To be done: Rewrite the listing below, putting "x,y coordinates" wherever "pixel coordinates" appears and leaving everything else unchanged.

Data extract:
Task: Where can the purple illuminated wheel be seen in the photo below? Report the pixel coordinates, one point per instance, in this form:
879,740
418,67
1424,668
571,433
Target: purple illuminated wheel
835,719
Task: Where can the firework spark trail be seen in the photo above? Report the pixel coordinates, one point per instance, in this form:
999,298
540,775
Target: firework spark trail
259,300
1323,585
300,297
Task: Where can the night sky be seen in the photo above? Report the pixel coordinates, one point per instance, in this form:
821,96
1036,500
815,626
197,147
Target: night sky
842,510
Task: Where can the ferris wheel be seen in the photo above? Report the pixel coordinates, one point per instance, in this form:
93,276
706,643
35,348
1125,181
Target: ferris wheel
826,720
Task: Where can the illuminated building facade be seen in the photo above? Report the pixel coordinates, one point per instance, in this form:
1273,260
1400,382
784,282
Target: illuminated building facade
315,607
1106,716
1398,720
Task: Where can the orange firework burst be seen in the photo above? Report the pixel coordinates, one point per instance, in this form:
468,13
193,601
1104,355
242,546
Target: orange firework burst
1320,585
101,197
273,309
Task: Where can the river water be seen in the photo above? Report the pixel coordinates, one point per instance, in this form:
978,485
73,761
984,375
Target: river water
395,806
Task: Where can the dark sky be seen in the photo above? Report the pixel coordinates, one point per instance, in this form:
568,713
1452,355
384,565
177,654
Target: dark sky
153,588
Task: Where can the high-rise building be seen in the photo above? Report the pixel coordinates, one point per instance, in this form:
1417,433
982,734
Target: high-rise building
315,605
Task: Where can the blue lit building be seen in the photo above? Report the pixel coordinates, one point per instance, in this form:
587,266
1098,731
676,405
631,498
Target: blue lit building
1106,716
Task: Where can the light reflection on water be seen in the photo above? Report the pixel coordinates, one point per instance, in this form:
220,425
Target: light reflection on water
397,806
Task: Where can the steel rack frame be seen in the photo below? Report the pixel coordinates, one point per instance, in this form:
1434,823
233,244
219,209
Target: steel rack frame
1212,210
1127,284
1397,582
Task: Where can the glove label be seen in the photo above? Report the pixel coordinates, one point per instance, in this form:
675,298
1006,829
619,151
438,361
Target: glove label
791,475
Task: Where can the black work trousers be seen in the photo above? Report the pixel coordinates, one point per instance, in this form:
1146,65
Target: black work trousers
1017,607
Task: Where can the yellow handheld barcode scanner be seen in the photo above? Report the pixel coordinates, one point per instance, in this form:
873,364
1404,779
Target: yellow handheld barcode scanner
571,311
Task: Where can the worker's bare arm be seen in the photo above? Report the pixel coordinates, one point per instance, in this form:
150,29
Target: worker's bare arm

Final answer:
Task: Where can the purple illuminated wheel be seen in the photo below? Report the x,y coordinates, one point per instance, in this form:
879,740
418,67
1424,668
571,433
Target: purple illuminated wheel
835,719
Task: Where can the firework spark trail be seen in the photo above? Report the x,y coordinates, one point per instance, in this form:
999,298
540,775
Target: firework spark trail
259,300
1323,585
300,297
Task: Where can the night sky be seen in the photo above? Report the x,y coordinates, one point per instance, in this form:
821,96
1036,500
815,626
197,147
Target: night sky
842,510
Task: Where can the ferris wheel be seen in the photo above? Report the x,y coordinates, one point per instance, in this form:
93,276
706,643
35,348
1125,181
Target: ferris wheel
826,720
Task: Where can the illuminated building facade be seen in the photo above? Report the x,y coordinates, one point per instance, in this form:
1273,260
1400,382
784,282
Target: illuminated building facade
315,607
1106,716
1398,720
Task: Where can the orange firework burst be seen in the photo above? Report the x,y coordinates, one point per instance, in this form:
468,13
193,601
1104,355
242,546
Target: orange firework burst
1320,585
101,197
273,309
Task: Where can the river water be seen in the photo above? Report the x,y coordinates, one point per instance, in this form:
978,485
73,761
984,375
Target: river water
395,806
Task: Where can the dark sky be seen in the photo above? Report the x,y coordinates, one point per instance, in this form:
568,713
1452,355
384,565
177,654
Target: dark sky
153,588
Task: Where can the high-rise building be seen in the photo above? Report the x,y coordinates, one point per instance, in this form:
1417,433
982,734
Target: high-rise building
315,605
Task: Where can the blue lit building be seen in the photo above? Report the x,y coordinates, one point per instance, in this form:
587,266
1098,731
676,405
631,498
Target: blue lit building
1106,716
Task: Where can the light reflection on water be seen in the photo above? Report the x,y coordinates, one point per instance, in this form:
220,425
Target: light reflection on water
397,806
Task: Where can the steel rack frame be seen in the photo below? Report the x,y coordinates, one point per instance, in this form:
1434,823
233,244
219,209
Target: steel rack frame
1212,210
1127,284
1397,582
Task: Where can the glove label be seen in the photo above? Report the x,y coordinates, one point per instance, in this form:
675,298
1006,829
619,151
438,361
Target: glove label
791,475
Task: Where can the black work trousers be seen in the photo above? Report the x,y coordinates, one point per instance, in this form:
1146,65
Target: black work trousers
1017,607
Task: Where can the yellow handheld barcode scanner be seen in the photo above? Report the x,y coordinates, one point per instance, in this form:
873,364
1404,779
Target: yellow handheld barcode scanner
571,311
Task: Where can the worker's bare arm be seen in the photo above? Report the x,y coordinates, one point per instance, in this form:
150,29
Target: worker's bare arm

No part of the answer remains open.